[LISTING start]

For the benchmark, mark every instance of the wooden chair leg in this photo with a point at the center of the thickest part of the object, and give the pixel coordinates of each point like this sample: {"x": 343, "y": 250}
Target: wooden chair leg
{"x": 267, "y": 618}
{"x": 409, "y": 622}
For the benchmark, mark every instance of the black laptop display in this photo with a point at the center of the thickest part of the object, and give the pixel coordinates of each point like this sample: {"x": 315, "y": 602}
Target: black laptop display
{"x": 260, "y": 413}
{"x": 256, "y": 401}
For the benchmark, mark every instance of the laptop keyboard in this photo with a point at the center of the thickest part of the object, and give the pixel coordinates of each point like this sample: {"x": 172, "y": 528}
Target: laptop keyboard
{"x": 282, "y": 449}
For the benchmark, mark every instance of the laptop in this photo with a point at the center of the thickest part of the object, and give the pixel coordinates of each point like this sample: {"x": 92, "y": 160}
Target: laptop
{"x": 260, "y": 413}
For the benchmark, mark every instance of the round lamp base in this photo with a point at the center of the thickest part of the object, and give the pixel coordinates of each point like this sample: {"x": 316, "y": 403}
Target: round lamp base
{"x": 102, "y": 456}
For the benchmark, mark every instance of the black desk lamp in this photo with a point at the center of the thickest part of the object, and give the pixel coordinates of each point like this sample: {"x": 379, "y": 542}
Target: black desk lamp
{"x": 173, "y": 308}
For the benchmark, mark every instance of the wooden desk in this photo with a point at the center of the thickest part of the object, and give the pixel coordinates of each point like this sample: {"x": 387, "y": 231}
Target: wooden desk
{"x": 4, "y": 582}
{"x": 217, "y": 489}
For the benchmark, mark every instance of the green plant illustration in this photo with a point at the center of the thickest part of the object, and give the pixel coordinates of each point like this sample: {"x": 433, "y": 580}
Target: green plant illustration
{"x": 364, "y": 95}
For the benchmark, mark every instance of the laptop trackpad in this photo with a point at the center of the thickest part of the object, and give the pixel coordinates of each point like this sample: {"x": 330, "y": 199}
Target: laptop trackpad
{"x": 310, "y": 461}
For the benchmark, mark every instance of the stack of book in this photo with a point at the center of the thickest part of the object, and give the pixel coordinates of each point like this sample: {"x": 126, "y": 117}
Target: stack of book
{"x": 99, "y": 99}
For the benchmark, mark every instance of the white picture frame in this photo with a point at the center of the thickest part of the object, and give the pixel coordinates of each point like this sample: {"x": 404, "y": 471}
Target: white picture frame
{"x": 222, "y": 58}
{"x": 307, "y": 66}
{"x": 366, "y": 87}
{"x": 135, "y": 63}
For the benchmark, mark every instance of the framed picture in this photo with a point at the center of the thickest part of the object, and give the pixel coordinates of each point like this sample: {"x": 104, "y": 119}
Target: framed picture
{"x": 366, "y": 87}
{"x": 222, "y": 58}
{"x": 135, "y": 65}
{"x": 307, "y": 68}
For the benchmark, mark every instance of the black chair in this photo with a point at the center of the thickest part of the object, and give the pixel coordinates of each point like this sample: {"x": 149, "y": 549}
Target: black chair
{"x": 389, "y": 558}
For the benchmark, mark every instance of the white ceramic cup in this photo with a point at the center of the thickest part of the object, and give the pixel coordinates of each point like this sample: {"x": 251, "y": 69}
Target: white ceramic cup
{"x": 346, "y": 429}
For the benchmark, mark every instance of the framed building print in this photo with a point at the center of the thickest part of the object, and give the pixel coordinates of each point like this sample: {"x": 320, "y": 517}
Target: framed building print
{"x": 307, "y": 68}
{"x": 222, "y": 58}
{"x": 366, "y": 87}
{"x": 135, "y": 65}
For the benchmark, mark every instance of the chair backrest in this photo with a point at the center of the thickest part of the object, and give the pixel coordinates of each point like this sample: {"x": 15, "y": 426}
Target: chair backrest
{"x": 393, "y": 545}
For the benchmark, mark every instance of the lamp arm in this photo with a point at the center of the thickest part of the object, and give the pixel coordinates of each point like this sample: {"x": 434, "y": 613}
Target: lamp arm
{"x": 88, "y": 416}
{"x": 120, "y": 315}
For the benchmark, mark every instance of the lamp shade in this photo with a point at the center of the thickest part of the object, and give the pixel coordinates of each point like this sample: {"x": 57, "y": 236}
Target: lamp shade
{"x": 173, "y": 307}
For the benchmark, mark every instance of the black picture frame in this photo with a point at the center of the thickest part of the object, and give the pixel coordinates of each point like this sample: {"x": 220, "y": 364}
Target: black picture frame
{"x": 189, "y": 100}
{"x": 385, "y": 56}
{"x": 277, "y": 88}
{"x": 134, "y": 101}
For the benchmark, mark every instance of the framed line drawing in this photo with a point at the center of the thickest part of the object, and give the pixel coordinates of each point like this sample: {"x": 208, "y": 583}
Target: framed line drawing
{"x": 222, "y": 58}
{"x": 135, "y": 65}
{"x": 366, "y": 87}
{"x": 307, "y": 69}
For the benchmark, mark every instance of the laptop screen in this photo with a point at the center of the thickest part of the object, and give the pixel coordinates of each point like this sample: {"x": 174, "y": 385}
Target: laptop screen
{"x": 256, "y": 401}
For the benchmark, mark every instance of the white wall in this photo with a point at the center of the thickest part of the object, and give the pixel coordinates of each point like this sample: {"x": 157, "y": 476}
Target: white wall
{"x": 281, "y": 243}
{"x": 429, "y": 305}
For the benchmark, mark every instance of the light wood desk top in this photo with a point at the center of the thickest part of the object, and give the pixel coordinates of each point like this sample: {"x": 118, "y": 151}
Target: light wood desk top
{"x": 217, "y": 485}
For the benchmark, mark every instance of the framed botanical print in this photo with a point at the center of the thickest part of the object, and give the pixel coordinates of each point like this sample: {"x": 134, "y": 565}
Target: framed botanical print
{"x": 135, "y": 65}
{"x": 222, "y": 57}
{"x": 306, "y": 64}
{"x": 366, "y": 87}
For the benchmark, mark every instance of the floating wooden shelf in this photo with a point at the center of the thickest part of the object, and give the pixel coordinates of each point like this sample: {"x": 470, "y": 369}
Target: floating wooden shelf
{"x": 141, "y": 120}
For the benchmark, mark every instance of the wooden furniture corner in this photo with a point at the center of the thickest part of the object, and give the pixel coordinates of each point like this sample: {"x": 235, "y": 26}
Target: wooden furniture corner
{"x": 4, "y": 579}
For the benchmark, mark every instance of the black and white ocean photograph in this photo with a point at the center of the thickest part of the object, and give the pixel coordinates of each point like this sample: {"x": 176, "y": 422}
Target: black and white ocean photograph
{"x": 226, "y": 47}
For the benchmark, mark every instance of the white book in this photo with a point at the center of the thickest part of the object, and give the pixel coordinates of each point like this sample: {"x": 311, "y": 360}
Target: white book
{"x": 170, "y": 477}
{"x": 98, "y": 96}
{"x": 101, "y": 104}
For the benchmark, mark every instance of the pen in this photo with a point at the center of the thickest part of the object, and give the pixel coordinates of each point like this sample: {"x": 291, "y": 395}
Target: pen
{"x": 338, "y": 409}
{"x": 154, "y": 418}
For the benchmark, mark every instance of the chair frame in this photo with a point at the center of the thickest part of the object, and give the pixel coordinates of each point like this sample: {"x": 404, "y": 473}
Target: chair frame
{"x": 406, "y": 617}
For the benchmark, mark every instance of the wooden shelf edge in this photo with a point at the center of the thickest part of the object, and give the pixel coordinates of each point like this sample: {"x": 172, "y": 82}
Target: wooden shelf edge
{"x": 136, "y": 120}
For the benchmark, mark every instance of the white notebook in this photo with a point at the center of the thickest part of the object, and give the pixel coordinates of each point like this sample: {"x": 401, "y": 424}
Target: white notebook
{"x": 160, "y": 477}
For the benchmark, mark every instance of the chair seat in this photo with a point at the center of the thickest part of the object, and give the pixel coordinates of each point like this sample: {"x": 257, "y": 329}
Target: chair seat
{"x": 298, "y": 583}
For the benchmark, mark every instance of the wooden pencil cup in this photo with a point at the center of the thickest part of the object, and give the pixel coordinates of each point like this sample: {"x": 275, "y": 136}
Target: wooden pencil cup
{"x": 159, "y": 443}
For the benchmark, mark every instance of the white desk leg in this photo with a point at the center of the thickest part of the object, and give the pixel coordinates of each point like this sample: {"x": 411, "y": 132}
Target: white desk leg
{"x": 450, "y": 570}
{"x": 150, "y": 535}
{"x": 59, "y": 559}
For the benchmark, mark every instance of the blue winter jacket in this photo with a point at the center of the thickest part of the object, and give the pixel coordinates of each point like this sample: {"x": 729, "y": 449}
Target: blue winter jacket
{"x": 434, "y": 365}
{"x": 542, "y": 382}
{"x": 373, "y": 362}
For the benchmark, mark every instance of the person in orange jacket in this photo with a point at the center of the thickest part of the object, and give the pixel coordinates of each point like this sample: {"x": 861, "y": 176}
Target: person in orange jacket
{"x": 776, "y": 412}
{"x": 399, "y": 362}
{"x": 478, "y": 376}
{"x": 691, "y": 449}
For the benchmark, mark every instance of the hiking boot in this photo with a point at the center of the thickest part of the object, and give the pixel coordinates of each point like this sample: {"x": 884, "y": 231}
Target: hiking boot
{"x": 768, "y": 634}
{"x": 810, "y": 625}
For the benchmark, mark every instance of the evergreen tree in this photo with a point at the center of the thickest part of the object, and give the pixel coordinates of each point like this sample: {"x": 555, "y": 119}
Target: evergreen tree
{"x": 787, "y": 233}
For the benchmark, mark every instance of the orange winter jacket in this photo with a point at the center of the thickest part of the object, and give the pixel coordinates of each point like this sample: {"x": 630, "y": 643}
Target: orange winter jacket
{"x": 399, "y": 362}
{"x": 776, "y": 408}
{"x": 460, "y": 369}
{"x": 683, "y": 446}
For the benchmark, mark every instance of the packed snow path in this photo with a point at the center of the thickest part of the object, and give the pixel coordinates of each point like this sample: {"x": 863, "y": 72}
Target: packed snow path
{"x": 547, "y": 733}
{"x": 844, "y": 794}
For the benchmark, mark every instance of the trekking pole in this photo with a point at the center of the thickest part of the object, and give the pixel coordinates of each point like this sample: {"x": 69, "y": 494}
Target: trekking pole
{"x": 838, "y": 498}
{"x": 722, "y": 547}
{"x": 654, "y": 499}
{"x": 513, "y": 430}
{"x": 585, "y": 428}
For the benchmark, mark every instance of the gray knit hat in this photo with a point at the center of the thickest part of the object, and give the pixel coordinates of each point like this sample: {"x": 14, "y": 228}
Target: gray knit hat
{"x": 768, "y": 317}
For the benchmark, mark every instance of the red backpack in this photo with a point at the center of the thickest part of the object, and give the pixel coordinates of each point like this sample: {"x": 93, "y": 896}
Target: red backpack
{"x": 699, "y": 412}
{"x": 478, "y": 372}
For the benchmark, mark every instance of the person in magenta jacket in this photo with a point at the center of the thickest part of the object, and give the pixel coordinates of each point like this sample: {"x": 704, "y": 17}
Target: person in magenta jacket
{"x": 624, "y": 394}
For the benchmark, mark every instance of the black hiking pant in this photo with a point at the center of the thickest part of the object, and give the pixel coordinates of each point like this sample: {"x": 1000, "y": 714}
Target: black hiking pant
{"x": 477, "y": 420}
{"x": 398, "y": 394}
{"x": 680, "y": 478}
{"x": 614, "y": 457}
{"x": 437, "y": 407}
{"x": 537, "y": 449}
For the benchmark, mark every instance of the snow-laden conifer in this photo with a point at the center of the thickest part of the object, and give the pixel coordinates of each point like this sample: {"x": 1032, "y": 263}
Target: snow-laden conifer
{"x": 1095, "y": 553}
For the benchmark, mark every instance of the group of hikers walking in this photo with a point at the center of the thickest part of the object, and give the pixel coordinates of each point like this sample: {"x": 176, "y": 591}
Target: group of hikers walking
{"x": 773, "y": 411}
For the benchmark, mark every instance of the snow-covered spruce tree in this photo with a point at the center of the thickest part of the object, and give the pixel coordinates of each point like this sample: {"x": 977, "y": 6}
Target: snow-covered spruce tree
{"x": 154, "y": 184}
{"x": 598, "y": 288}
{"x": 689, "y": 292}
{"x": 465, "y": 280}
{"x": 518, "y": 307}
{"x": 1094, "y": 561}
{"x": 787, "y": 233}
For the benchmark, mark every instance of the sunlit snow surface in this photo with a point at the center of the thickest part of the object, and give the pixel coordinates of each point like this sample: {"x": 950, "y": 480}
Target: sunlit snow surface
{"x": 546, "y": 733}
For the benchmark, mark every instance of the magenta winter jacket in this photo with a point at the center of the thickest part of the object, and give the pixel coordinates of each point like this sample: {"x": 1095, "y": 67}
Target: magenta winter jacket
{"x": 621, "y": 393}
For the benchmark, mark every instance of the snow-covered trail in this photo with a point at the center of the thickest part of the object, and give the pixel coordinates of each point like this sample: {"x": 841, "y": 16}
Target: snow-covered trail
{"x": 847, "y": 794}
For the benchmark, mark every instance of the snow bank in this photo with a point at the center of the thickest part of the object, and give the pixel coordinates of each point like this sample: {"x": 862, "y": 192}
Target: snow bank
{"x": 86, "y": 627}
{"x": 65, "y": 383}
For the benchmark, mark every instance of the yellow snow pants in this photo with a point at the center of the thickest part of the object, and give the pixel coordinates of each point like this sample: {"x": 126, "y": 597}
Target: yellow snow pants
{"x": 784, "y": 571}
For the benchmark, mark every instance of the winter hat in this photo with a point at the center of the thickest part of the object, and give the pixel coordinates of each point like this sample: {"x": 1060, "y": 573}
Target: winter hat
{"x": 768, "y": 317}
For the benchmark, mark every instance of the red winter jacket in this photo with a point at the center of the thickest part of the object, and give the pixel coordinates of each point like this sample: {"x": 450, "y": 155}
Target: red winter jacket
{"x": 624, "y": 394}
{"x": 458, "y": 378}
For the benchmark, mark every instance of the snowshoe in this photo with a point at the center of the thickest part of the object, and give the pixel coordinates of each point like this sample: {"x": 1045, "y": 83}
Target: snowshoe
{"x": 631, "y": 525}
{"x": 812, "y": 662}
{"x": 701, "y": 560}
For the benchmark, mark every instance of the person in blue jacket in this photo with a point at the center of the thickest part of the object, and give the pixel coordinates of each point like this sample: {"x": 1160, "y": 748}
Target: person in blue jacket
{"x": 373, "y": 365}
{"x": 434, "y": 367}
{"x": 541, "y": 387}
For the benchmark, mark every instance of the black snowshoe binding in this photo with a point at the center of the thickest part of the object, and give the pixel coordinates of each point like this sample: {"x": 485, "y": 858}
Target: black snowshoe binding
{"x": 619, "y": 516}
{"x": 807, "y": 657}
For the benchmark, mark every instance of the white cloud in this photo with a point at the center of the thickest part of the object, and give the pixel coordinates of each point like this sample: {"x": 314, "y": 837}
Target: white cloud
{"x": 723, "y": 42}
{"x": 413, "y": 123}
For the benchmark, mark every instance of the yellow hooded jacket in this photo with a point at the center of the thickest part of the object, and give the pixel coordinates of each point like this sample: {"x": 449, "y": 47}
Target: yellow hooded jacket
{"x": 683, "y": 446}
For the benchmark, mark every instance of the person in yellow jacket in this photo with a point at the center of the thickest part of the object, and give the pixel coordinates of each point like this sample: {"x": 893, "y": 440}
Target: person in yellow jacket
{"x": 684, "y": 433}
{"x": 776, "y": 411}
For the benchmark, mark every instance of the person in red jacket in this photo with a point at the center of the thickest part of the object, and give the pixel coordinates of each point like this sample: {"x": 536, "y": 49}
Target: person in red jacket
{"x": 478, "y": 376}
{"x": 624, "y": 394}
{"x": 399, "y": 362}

[LISTING end]

TASK DIRECTIONS: Reproduce exactly the lines from the one containing "For the benchmark, mark every instance of the white cloud" through the last line of the records above, including both, and nothing else.

RESPONSE:
For the benchmark, mark every instance of the white cloud in this photo with a point at the center of the thickest part of the object, and give the pixel coordinates of each point like this sample: {"x": 314, "y": 837}
Target: white cloud
{"x": 723, "y": 42}
{"x": 413, "y": 123}
For the benchmark, mark every instance of the yellow hooded jacket in this photo with a point at the center of the thickest part of the object, and give the pixel coordinates of each point like this sample: {"x": 449, "y": 47}
Target: yellow hooded jacket
{"x": 683, "y": 446}
For the benchmark, mark every instance of the person in yellow jacket in this photo with a point at the center of the thickest part of the object, and give the pixel coordinates of each point like this sample: {"x": 893, "y": 440}
Target: person in yellow jacket
{"x": 684, "y": 433}
{"x": 776, "y": 411}
For the benchmark, mark every instance of the person in red jacket in this photo with a point at the center of the thickest part of the object, and give the pixel coordinates of each point like this sample: {"x": 536, "y": 49}
Target: person in red jacket
{"x": 478, "y": 376}
{"x": 624, "y": 394}
{"x": 399, "y": 362}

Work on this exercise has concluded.